### What you have to do
Wherever a line below holds the word "window", copy that line.

### Listed entries
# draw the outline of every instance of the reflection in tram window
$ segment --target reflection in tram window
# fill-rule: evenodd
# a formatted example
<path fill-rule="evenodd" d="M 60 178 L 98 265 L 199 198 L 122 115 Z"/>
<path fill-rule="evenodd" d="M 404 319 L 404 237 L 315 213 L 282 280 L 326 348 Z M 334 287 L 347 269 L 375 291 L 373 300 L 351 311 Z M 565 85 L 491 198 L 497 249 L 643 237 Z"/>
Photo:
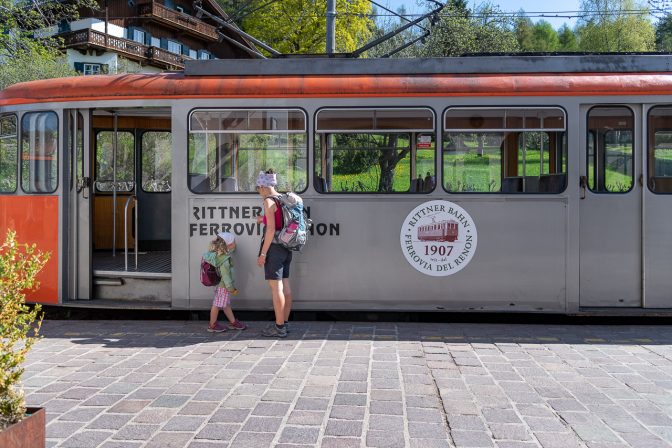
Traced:
<path fill-rule="evenodd" d="M 654 193 L 672 193 L 672 107 L 649 112 L 648 176 Z"/>
<path fill-rule="evenodd" d="M 16 191 L 17 155 L 16 117 L 0 117 L 0 192 Z"/>
<path fill-rule="evenodd" d="M 307 137 L 301 110 L 196 110 L 189 118 L 189 189 L 254 192 L 259 171 L 273 168 L 278 190 L 302 192 Z"/>
<path fill-rule="evenodd" d="M 172 138 L 170 132 L 142 134 L 142 189 L 148 193 L 170 191 L 172 172 Z"/>
<path fill-rule="evenodd" d="M 567 184 L 559 108 L 452 108 L 444 118 L 449 192 L 560 193 Z"/>
<path fill-rule="evenodd" d="M 58 117 L 31 112 L 21 118 L 21 188 L 53 193 L 58 187 Z"/>
<path fill-rule="evenodd" d="M 117 132 L 116 173 L 114 172 L 114 132 L 100 131 L 96 134 L 96 190 L 111 192 L 114 182 L 117 191 L 133 191 L 135 188 L 135 138 L 132 132 Z"/>
<path fill-rule="evenodd" d="M 320 193 L 423 193 L 435 177 L 429 109 L 322 109 L 315 135 Z"/>
<path fill-rule="evenodd" d="M 627 107 L 594 107 L 588 112 L 588 188 L 625 193 L 634 182 L 633 113 Z"/>

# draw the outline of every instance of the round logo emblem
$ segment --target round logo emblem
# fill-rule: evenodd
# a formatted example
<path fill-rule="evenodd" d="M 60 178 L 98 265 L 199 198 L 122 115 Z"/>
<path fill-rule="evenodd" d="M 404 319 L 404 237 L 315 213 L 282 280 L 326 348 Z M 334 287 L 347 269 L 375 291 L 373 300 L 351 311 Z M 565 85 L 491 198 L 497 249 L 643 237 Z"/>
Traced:
<path fill-rule="evenodd" d="M 426 275 L 462 270 L 476 253 L 476 224 L 462 207 L 448 201 L 418 205 L 401 226 L 406 260 Z"/>

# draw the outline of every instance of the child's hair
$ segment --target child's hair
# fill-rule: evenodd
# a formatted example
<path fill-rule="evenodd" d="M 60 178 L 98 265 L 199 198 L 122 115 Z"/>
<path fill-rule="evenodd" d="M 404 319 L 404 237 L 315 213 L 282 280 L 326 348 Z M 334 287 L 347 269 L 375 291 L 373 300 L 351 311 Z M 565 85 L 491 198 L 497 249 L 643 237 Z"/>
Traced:
<path fill-rule="evenodd" d="M 217 255 L 229 253 L 229 250 L 226 247 L 226 241 L 224 241 L 220 237 L 217 237 L 214 240 L 210 241 L 208 250 L 210 252 L 215 252 Z"/>
<path fill-rule="evenodd" d="M 273 171 L 273 168 L 269 168 L 266 170 L 266 174 L 277 174 L 277 173 Z"/>

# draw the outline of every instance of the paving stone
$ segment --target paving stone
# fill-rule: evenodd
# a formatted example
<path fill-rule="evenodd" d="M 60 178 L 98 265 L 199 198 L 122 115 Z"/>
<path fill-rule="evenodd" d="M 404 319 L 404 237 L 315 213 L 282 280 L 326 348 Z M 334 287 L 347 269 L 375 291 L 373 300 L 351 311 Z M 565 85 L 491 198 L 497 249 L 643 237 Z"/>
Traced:
<path fill-rule="evenodd" d="M 292 411 L 287 419 L 290 425 L 319 426 L 324 420 L 326 412 L 320 411 Z"/>
<path fill-rule="evenodd" d="M 452 431 L 451 436 L 457 448 L 461 447 L 491 447 L 494 446 L 487 432 L 481 431 Z"/>
<path fill-rule="evenodd" d="M 191 437 L 191 434 L 160 432 L 147 442 L 145 448 L 183 448 Z"/>
<path fill-rule="evenodd" d="M 280 435 L 281 443 L 317 443 L 319 428 L 287 426 Z"/>
<path fill-rule="evenodd" d="M 362 435 L 362 426 L 361 421 L 329 419 L 324 434 L 338 437 L 359 437 Z"/>
<path fill-rule="evenodd" d="M 363 406 L 333 406 L 329 417 L 342 420 L 364 420 L 365 411 Z"/>
<path fill-rule="evenodd" d="M 273 445 L 271 442 L 274 437 L 275 434 L 243 431 L 234 437 L 231 445 L 245 448 L 267 448 Z"/>
<path fill-rule="evenodd" d="M 272 432 L 280 428 L 282 418 L 279 417 L 250 417 L 243 426 L 243 431 Z"/>
<path fill-rule="evenodd" d="M 403 432 L 369 431 L 366 433 L 366 446 L 376 448 L 403 448 L 406 446 Z"/>
<path fill-rule="evenodd" d="M 226 424 L 226 423 L 208 423 L 200 430 L 196 439 L 210 439 L 210 440 L 231 440 L 234 434 L 240 431 L 241 425 Z"/>
<path fill-rule="evenodd" d="M 162 431 L 190 431 L 193 432 L 205 423 L 205 416 L 176 415 L 168 420 L 161 428 Z"/>

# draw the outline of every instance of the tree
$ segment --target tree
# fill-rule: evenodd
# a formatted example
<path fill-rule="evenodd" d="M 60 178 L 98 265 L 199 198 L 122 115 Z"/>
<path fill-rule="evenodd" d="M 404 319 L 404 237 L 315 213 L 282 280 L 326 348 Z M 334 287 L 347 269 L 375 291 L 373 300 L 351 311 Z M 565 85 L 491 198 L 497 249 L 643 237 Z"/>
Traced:
<path fill-rule="evenodd" d="M 76 74 L 65 64 L 60 41 L 35 31 L 73 20 L 85 7 L 96 8 L 97 4 L 93 0 L 0 0 L 0 89 Z"/>
<path fill-rule="evenodd" d="M 579 43 L 576 34 L 565 23 L 558 30 L 558 50 L 559 51 L 578 51 Z"/>
<path fill-rule="evenodd" d="M 533 51 L 558 51 L 560 40 L 553 26 L 545 20 L 540 20 L 532 28 Z"/>
<path fill-rule="evenodd" d="M 220 0 L 243 31 L 281 53 L 326 51 L 326 1 Z M 242 10 L 241 10 L 242 8 Z M 336 0 L 336 51 L 347 53 L 368 41 L 371 2 Z"/>
<path fill-rule="evenodd" d="M 534 23 L 529 17 L 525 17 L 525 11 L 522 9 L 516 17 L 514 30 L 516 40 L 521 51 L 534 51 Z"/>
<path fill-rule="evenodd" d="M 421 55 L 515 52 L 519 46 L 513 25 L 513 19 L 488 3 L 471 12 L 449 6 L 441 11 Z"/>
<path fill-rule="evenodd" d="M 633 0 L 583 0 L 577 24 L 582 51 L 653 51 L 648 10 Z"/>
<path fill-rule="evenodd" d="M 672 51 L 672 14 L 668 14 L 656 24 L 656 50 Z"/>

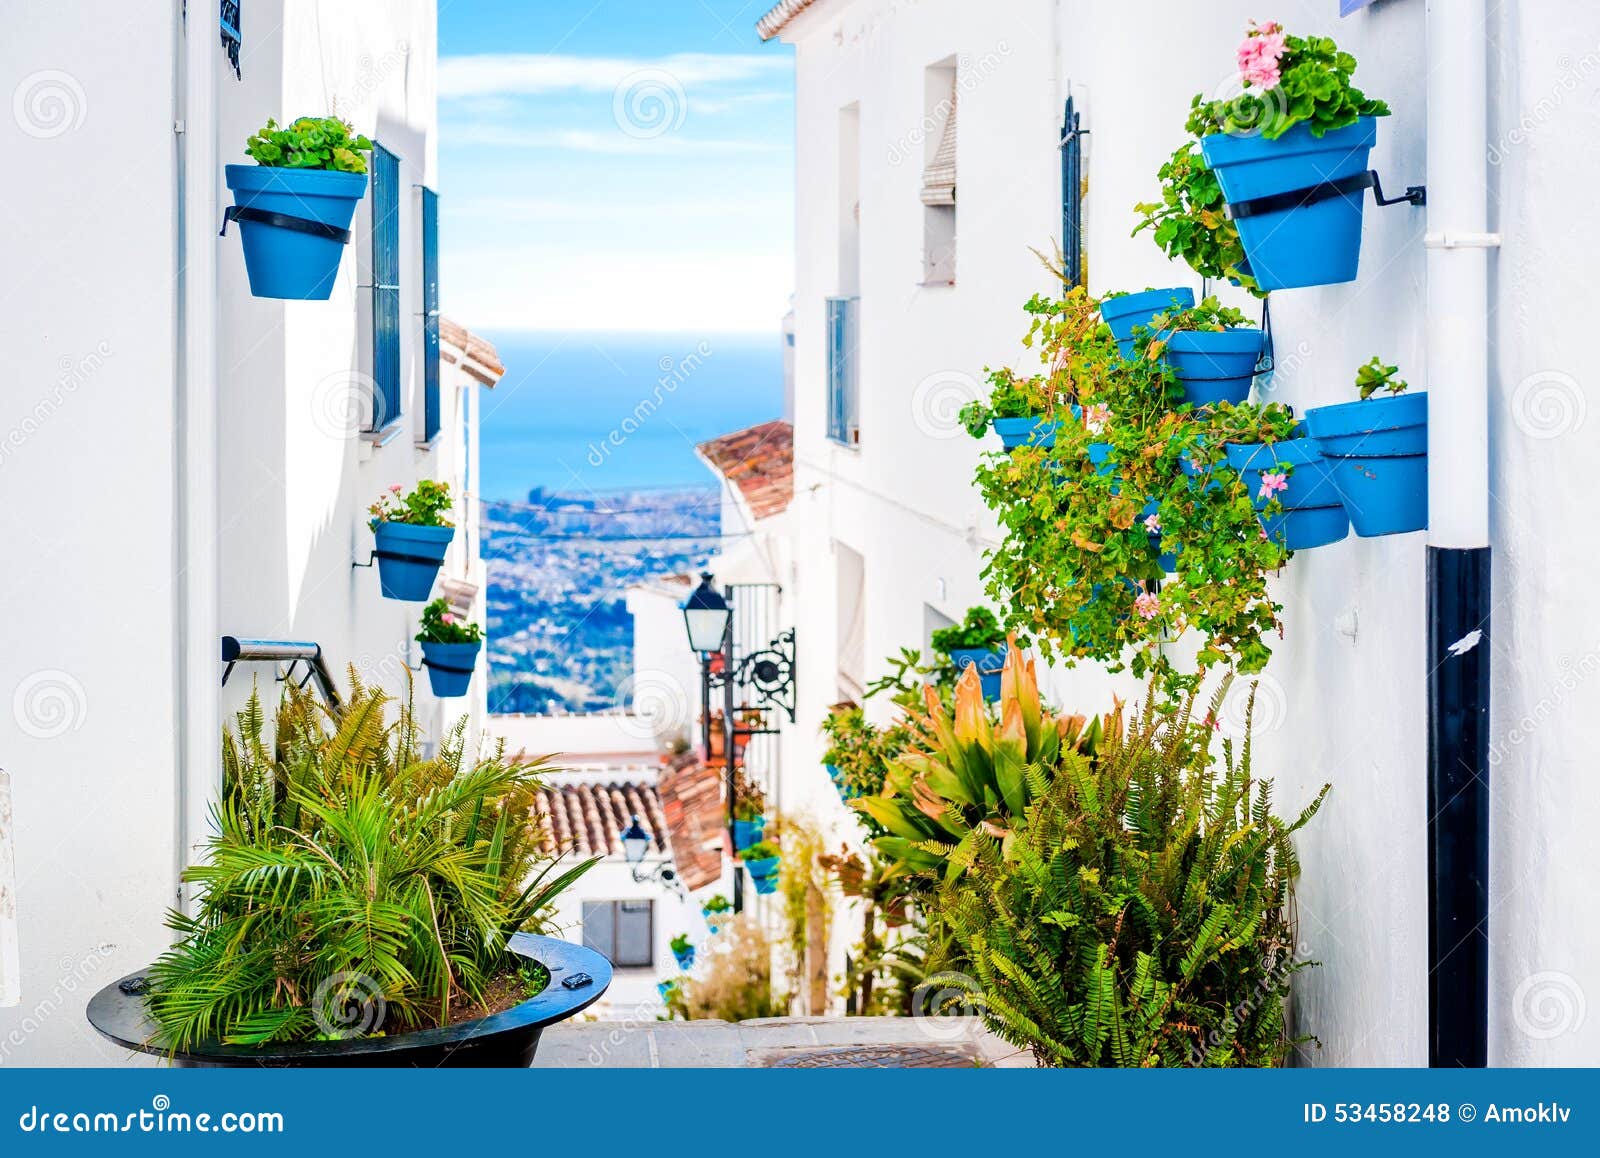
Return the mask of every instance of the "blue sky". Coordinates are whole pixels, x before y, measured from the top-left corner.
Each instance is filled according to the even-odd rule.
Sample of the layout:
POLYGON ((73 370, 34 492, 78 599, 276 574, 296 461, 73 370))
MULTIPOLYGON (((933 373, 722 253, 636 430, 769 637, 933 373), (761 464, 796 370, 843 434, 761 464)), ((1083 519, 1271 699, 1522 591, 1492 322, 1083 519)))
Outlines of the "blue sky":
POLYGON ((442 0, 441 283, 482 330, 772 331, 793 282, 771 0, 442 0))

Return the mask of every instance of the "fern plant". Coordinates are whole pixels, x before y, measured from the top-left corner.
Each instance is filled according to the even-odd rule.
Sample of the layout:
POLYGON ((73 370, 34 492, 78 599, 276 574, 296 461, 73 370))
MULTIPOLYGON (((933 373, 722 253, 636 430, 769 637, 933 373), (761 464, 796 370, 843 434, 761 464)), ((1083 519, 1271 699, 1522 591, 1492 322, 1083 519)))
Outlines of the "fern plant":
POLYGON ((270 743, 252 694, 224 735, 217 831, 184 873, 198 908, 169 915, 179 940, 149 974, 169 1048, 447 1024, 525 971, 508 938, 595 863, 539 851, 544 764, 469 761, 465 720, 423 759, 410 703, 391 720, 351 683, 337 717, 290 687, 270 743))
POLYGON ((1013 651, 996 729, 963 677, 955 720, 930 712, 927 748, 859 805, 928 884, 947 988, 1046 1065, 1281 1064, 1284 998, 1310 964, 1287 915, 1291 838, 1327 787, 1274 814, 1248 730, 1214 750, 1226 684, 1203 721, 1193 695, 1152 692, 1092 727, 1049 720, 1031 685, 1013 651))

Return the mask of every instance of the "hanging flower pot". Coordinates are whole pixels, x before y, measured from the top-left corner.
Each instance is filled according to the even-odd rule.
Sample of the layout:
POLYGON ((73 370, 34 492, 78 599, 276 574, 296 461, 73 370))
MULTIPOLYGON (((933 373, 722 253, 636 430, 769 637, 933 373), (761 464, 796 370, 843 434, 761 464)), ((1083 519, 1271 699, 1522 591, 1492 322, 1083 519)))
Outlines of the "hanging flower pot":
POLYGON ((372 528, 373 555, 378 561, 378 587, 385 599, 421 603, 433 594, 433 581, 444 566, 454 527, 413 523, 378 523, 372 528))
POLYGON ((758 844, 761 835, 767 829, 767 819, 758 816, 754 820, 735 820, 733 822, 733 848, 735 852, 743 852, 754 844, 758 844))
POLYGON ((1337 543, 1350 533, 1339 488, 1316 439, 1230 443, 1226 453, 1228 465, 1239 472, 1251 502, 1262 512, 1261 526, 1269 538, 1291 551, 1304 551, 1337 543), (1267 513, 1274 498, 1282 514, 1267 513))
POLYGON ((1061 423, 1042 415, 1035 418, 994 419, 994 432, 1000 436, 1000 445, 1006 450, 1016 450, 1019 446, 1048 449, 1056 444, 1056 431, 1060 429, 1061 423))
POLYGON ((433 593, 456 529, 445 520, 452 506, 450 485, 420 480, 410 494, 396 483, 367 508, 372 516, 373 556, 385 599, 421 603, 433 593))
POLYGON ((1150 319, 1169 310, 1186 310, 1194 305, 1194 291, 1176 286, 1172 289, 1145 290, 1136 294, 1118 294, 1102 299, 1100 320, 1111 327, 1111 336, 1117 340, 1117 349, 1124 358, 1133 357, 1133 328, 1149 325, 1150 319))
POLYGON ((994 612, 987 607, 968 608, 962 622, 939 628, 930 642, 935 651, 950 657, 958 677, 969 667, 977 669, 985 699, 1000 698, 1000 671, 1006 664, 1006 633, 1000 629, 994 612))
POLYGON ((678 968, 687 973, 694 968, 694 946, 689 944, 689 935, 680 933, 672 939, 672 957, 677 961, 678 968))
POLYGON ((456 615, 445 600, 435 599, 422 609, 417 642, 433 694, 441 699, 466 695, 483 650, 483 628, 456 615))
POLYGON ((1183 384, 1185 402, 1237 404, 1250 397, 1261 348, 1261 331, 1254 327, 1179 330, 1167 338, 1166 357, 1183 384))
POLYGON ((770 893, 778 887, 778 865, 782 857, 777 845, 771 841, 758 841, 744 850, 742 859, 750 879, 755 882, 756 892, 770 893), (762 888, 763 883, 770 887, 762 888))
POLYGON ((367 191, 366 137, 336 117, 267 121, 246 151, 254 165, 228 165, 250 292, 258 298, 326 301, 367 191))
POLYGON ((1399 535, 1428 525, 1428 395, 1404 393, 1395 367, 1361 367, 1357 402, 1306 411, 1356 534, 1399 535), (1386 397, 1373 397, 1386 390, 1386 397))
POLYGON ((983 688, 983 698, 991 703, 1000 698, 1000 673, 1006 666, 1006 649, 983 647, 957 647, 945 653, 956 665, 956 674, 969 667, 978 669, 978 684, 983 688))

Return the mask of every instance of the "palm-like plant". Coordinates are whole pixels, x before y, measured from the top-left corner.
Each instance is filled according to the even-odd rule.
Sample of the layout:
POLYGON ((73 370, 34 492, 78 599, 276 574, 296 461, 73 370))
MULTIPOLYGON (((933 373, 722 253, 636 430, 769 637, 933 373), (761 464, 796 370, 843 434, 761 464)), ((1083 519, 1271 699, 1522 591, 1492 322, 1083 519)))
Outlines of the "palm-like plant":
POLYGON ((269 748, 252 695, 223 742, 216 835, 184 879, 201 886, 179 941, 152 967, 164 1044, 253 1044, 443 1025, 521 960, 595 862, 557 872, 532 808, 546 765, 502 748, 470 762, 465 721, 423 759, 411 705, 352 672, 341 714, 289 689, 269 748))

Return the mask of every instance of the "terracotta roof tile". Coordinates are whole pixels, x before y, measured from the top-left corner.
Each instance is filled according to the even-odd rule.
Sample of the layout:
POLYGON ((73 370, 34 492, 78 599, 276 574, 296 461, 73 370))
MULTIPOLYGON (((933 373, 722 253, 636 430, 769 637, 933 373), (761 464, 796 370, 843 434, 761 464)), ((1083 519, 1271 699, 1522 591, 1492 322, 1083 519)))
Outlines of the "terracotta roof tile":
POLYGON ((721 768, 685 754, 661 771, 661 808, 672 834, 672 863, 689 889, 722 877, 724 812, 721 768))
POLYGON ((763 422, 696 449, 712 470, 739 488, 756 518, 788 509, 794 498, 794 427, 789 423, 763 422))
POLYGON ((621 856, 623 830, 635 816, 649 830, 657 852, 669 847, 661 797, 651 784, 547 785, 535 808, 543 822, 540 846, 549 855, 621 856))
POLYGON ((439 319, 439 356, 452 366, 459 365, 485 386, 493 386, 505 377, 506 368, 494 343, 449 318, 439 319))
POLYGON ((765 16, 756 21, 756 32, 762 40, 771 40, 783 31, 789 21, 815 3, 816 0, 779 0, 765 16))

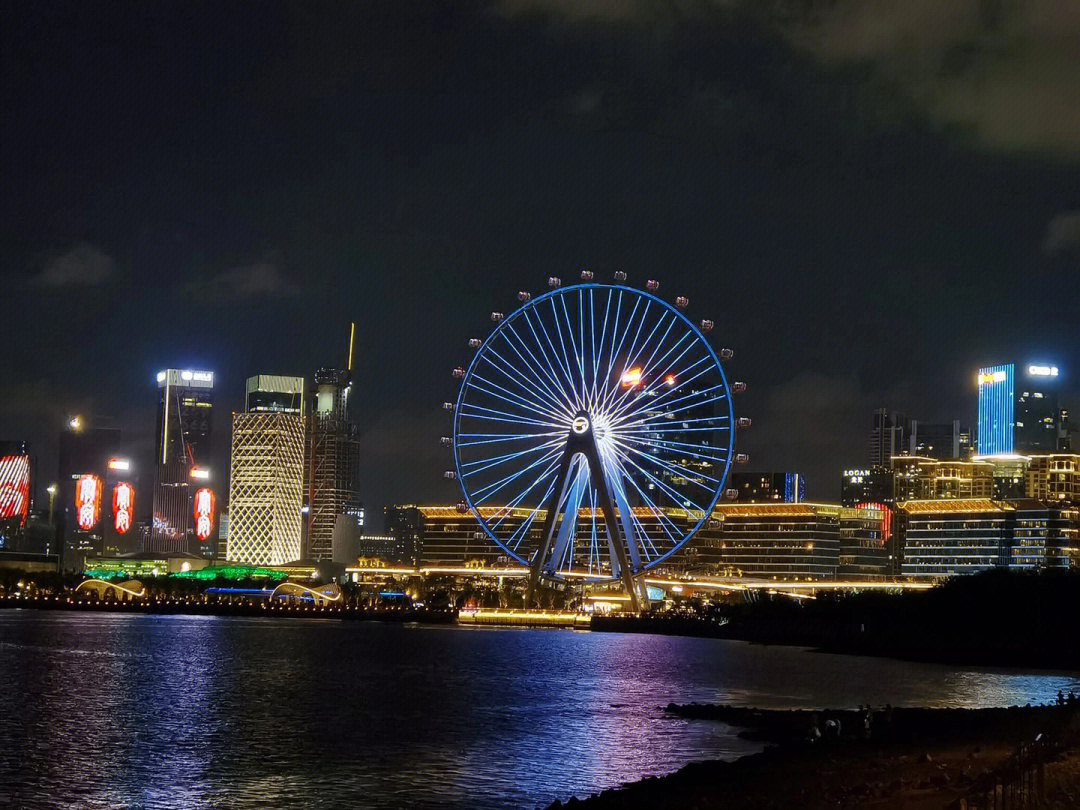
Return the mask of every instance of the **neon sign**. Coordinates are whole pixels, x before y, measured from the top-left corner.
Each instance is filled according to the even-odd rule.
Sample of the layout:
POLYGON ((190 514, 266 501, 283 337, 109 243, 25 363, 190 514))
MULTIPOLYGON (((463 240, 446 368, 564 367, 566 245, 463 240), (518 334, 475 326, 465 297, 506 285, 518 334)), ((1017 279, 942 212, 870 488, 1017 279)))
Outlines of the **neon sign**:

### Output for this task
# draw the outline of every instance of the reflection in tram window
$ segment --target reflection in tram window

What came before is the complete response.